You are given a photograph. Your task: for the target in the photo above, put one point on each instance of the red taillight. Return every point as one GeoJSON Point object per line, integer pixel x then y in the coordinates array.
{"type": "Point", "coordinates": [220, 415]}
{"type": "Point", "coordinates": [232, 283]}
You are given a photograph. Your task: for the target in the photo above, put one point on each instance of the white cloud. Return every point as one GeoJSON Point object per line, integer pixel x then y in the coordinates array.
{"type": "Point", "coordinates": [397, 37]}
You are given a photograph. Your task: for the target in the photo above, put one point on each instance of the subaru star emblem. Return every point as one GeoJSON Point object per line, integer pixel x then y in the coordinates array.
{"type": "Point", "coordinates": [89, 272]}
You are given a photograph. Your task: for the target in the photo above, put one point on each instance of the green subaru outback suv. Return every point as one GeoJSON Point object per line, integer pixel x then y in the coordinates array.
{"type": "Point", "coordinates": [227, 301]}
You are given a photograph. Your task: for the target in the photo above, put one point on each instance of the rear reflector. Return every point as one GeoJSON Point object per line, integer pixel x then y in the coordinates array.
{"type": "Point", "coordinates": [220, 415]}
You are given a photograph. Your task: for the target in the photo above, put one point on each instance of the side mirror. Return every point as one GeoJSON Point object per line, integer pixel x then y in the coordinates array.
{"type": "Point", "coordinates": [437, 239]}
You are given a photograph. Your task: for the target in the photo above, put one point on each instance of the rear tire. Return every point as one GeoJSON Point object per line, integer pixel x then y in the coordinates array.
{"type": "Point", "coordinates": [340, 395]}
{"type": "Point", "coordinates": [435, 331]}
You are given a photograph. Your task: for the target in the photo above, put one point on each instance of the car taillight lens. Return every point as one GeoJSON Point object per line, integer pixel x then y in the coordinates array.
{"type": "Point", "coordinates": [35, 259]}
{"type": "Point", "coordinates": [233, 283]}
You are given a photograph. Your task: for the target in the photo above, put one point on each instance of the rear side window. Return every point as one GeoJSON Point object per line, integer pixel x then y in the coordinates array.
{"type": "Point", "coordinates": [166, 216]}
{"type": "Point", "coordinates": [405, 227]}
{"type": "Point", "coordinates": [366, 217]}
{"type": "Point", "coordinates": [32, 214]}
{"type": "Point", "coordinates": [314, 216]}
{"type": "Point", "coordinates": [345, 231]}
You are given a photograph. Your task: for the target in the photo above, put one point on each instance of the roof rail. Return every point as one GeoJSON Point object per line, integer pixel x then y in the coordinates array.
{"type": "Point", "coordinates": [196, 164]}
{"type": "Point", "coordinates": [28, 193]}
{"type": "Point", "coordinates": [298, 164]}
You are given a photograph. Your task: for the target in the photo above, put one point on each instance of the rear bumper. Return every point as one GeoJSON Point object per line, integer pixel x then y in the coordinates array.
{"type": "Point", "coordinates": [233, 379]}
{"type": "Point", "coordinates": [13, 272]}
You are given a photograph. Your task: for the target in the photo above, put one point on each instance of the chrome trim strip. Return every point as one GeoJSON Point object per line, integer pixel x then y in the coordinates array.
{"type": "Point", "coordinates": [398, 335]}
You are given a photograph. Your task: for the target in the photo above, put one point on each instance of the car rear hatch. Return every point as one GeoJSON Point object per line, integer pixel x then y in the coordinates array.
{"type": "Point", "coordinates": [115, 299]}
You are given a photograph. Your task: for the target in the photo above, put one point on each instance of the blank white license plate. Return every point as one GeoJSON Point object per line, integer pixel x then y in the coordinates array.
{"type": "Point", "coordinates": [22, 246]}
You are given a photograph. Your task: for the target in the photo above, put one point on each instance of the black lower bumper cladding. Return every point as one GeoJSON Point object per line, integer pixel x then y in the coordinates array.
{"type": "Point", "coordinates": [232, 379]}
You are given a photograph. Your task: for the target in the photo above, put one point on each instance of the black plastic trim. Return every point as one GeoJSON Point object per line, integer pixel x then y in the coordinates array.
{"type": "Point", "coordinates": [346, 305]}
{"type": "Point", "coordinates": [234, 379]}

> _THE REQUEST_
Format all of the data above as a JSON list of strings, with one string for each line and no blank lines.

> _FINISHED TASK_
[
  "You are given a photograph. Your task: for the target in the photo above, put one point on each instance of the red taillight. Return every point as one GeoJSON Point object per line, integer pixel x then y in the coordinates array.",
  "{\"type\": \"Point\", \"coordinates\": [220, 415]}",
  "{\"type\": \"Point\", \"coordinates\": [232, 283]}",
  "You are given a photograph. Your task: for the target in the photo above, put one point on each instance of the white cloud. Return every point as one GeoJSON Point object per line, integer pixel x then y in the coordinates array.",
  "{\"type\": \"Point\", \"coordinates\": [397, 37]}",
  "You are given a photograph. Your task: for the target in the photo above, put one point on each instance of the subaru star emblem. Return every point as one GeoJSON Point object per line, integer pixel x then y in the coordinates array.",
  "{\"type\": \"Point\", \"coordinates\": [89, 272]}",
  "You are given a photograph. Your task: for the target in the photo above, put one point on each instance of the green subaru outback suv. Return every point as one GeoJSON Point object per line, integer pixel x then y in the coordinates array.",
  "{\"type\": \"Point\", \"coordinates\": [227, 301]}",
  "You are given a photograph. Your task: for the target in the photo above, put one point on each instance of the rear reflector. Return every point as one GeoJSON Point object per line, integer pixel x then y in the coordinates array.",
  "{\"type\": \"Point\", \"coordinates\": [220, 415]}",
  "You are given a photograph. Your task: for the target in the photo above, put one point on each instance of the side mirror. Return every point as one GeoJSON Point object per line, integer pixel x then y in the coordinates array.",
  "{\"type\": \"Point\", \"coordinates\": [437, 239]}",
  "You are given a photograph. Your task: for the target in the photo above, put one point on each instance of the rear tire. Return every point as one GeoJSON Point object per line, integer pixel x then y in the coordinates array.",
  "{\"type\": \"Point\", \"coordinates\": [340, 395]}",
  "{\"type\": \"Point\", \"coordinates\": [435, 331]}",
  "You are given a photograph. Your task: for the target in the photo above, put one point on each instance of the car taillight lens. Return every point as one GeoJSON Point object per line, integer pixel x then y in the coordinates array.",
  "{\"type\": \"Point\", \"coordinates\": [35, 259]}",
  "{\"type\": \"Point\", \"coordinates\": [233, 283]}",
  "You are given a photograph. Your task: for the target in the photo above, put one point on each instance of the rear side window. Return every point as one GeoJSON Point object per line, integer pixel x then y in the coordinates array.",
  "{\"type\": \"Point\", \"coordinates\": [166, 216]}",
  "{\"type\": \"Point\", \"coordinates\": [405, 227]}",
  "{\"type\": \"Point\", \"coordinates\": [366, 217]}",
  "{\"type\": \"Point\", \"coordinates\": [32, 214]}",
  "{\"type\": \"Point\", \"coordinates\": [314, 216]}",
  "{\"type\": \"Point\", \"coordinates\": [345, 231]}",
  "You are given a photograph. Your task: for the target in the photo above, put one point on each instance of the roof rail. Return every point as one GeoJSON Point object per line, integer pixel x then y in the coordinates array.",
  "{\"type\": \"Point\", \"coordinates\": [196, 164]}",
  "{\"type\": \"Point\", \"coordinates\": [28, 193]}",
  "{\"type\": \"Point\", \"coordinates\": [298, 164]}",
  "You are given a photograph. Your task: for the target in the photo above, put one point on each instance of the rear bumper. Return every point as one GeoJSON Point object per line, integer pixel x then y in the coordinates array.",
  "{\"type\": \"Point\", \"coordinates\": [233, 379]}",
  "{\"type\": \"Point\", \"coordinates\": [13, 272]}",
  "You are given a photograph. Your task: for the target in the photo above, put one point on each instance of the chrome trim strip. Return every point as one GeoJSON Point object per line, integer pixel x then y in the coordinates array.",
  "{\"type\": \"Point\", \"coordinates\": [398, 335]}",
  "You are given a photograph. Your task: for the target in the photo above, put one point on each instance of the car rear hatch. Return every point as one GeoJSON Point object per line, integer pixel x then y in the coordinates array.",
  "{\"type\": \"Point\", \"coordinates\": [115, 299]}",
  "You are given a photograph. Your task: for the target in the photo above, put one point on each instance of the blank white license plate. Return every point as one GeoJSON Point object per line, integer pixel x then y in the coordinates array.",
  "{\"type\": \"Point\", \"coordinates\": [22, 246]}",
  "You are given a photograph. Your task: for the target in the photo above, put one point on each instance of the black lower bumper cladding. Return every point as one GeoJSON Point object per line, integer pixel x then y in the coordinates array.",
  "{\"type\": \"Point\", \"coordinates\": [232, 379]}",
  "You are given a photograph. Your task: for the target in the photo above, put one point on each instance of the black plastic trim. Return every point as one GeoJSON Point object per line, integer pixel x then y in the coordinates array.",
  "{\"type\": \"Point\", \"coordinates\": [346, 305]}",
  "{\"type\": \"Point\", \"coordinates\": [234, 379]}"
]